---------- 文章

以阿里云的事件中心为例:常见的一些事件报警策略:
原理
K8s 中哪些组件会上报 events ?
只要在 k8s.io/kubernetes/cmd 目录下暴力搜索一下就能知道哪些组件会产生 events:
grep -R -n -i "EventRecorder"
可以看出,controller-manage、kube-proxy、kube-scheduler、kubelet 都使用了 EventRecorder,event的操作被封装在client-go/tools/record包,我们可以自定义自己的event。
event的yaml 结构:
apiVersion: v1
count: 1
type: Normal
kind: Event
source:
component: kubelet
host: minikube
eventTime: null
firstTimestamp: ""
involvedObject:
apiVersion: v1
kind: Pod
name: example-foo-d75d8587c-xsf64
namespace: default
resourceVersion: "429837"
uid: ce611c62-6c1a-4bd8-9029-136a1adf7de4
lastTimestamp: ""
message: Pod sandbox changed, it will be killed and re-created.
metadata:
creationTimestamp: "2020-03-02T13:08:30Z"
name: example-foo-d75d8587c-xsf64.15f87ea1df862b64
namespace: default
resourceVersion: "479466"
selfLink: /api/v1/namespaces/default/events/example-foo-d75d8587c-xsf64.15f87ea1df862b64
uid: 9fe6f72a-341d-4c49-960b-e185982d331a
reason: SandboxChanged
reportingComponent: ""
reportingInstance: ""
以 kubelet 为例,写入 events 的流程:
- 创建 EventRecorder 对象,通过其提供的 Event 等方法,创建好event对象
- 将创建出来的对象发送给 EventBroadcaster 中的channel中
- EventBroadcaster 通过后台运行的goroutine,从管道中取出事件,并广播给提前注册好的handler处理
- 当输出log的handler收到事件就直接打印事件
- 当 EventSink handler收到处理事件就通过预处理之后将事件发送给apiserver
- 其中预处理包含三个动作,1、限流 2、聚合 3、计数
- apiserver收到事件处理之后就存储在etcd中
结构体
type Event struct {
metav1.TypeMeta `json:",inline"`
// Standard object's metadata.

--------------------
---------- 记录数据

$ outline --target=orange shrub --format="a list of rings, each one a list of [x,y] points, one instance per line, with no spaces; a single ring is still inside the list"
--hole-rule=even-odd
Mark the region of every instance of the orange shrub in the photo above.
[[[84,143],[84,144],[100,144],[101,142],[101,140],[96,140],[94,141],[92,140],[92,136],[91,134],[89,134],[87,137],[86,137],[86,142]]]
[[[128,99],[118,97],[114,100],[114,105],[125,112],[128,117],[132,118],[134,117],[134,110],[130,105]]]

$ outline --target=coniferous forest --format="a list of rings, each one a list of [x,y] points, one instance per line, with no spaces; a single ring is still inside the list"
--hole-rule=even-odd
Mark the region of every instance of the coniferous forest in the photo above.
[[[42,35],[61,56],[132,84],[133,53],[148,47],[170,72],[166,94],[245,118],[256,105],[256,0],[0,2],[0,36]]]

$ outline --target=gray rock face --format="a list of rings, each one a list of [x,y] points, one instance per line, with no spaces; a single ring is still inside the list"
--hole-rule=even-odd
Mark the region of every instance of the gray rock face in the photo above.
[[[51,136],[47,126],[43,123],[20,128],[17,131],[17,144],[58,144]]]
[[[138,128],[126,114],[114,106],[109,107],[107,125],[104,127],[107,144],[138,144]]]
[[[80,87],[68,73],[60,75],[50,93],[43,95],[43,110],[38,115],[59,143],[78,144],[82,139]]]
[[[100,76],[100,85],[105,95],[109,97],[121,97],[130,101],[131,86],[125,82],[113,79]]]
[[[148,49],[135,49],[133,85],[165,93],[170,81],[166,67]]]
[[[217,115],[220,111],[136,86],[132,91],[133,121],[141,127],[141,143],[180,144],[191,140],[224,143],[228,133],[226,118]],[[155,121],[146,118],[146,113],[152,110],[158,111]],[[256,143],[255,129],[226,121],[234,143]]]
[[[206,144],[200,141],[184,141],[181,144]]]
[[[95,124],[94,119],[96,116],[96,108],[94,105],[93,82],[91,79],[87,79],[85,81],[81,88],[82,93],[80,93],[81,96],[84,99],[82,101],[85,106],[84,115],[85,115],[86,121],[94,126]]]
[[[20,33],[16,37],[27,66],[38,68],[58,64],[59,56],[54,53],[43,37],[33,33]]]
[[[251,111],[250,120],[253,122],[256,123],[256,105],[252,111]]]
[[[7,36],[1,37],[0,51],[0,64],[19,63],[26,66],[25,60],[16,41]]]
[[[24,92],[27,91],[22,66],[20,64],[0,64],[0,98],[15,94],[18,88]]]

--------------------

**任务要求**
从结尾处接着续写这篇讲 K8s events 的文章。 这些行是与文章无关的另一份材料。

**回答**
// More info: https://git.k8s.io/community/contributors/devel/sig-architecture/api-conventions.md#metadata
metav1.ObjectMeta `json:"metadata" protobuf:"bytes,1,opt,name=metadata"`
// The object that this event is about.
InvolvedObject ObjectReference `json:"involvedObject" protobuf:"bytes,2,opt,name=involvedObject"`
// This should be a short, machine understandable string that gives the reason
// for the transition into the object's current status.
// TODO: provide exact specification for format.
// +optional
Reason string `json:"reason,omitempty" protobuf:"bytes,3,opt,name=reason"`
// A human-readable description of the status of this operation.
// TODO: decide on maximum length.
// +optional
Message string `json:"message,omitempty" protobuf:"bytes,4,opt,name=message"`
// The component reporting this event. Should be a short machine understandable string.
// +optional
Source EventSource `json:"source,omitempty" protobuf:"bytes,5,opt,name=source"`
// The time at which the event was first recorded. (Time of server receipt is in TypeMeta.)
// +optional
FirstTimestamp metav1.Time `json:"firstTimestamp,omitempty" protobuf:"bytes,6,opt,name=firstTimestamp"`
// The time at which the most recent occurrence of this event was recorded.
// +optional
LastTimestamp metav1.Time `json:"lastTimestamp,omitempty" protobuf:"bytes,7,opt,name=lastTimestamp"`
// The number of times this event has occurred.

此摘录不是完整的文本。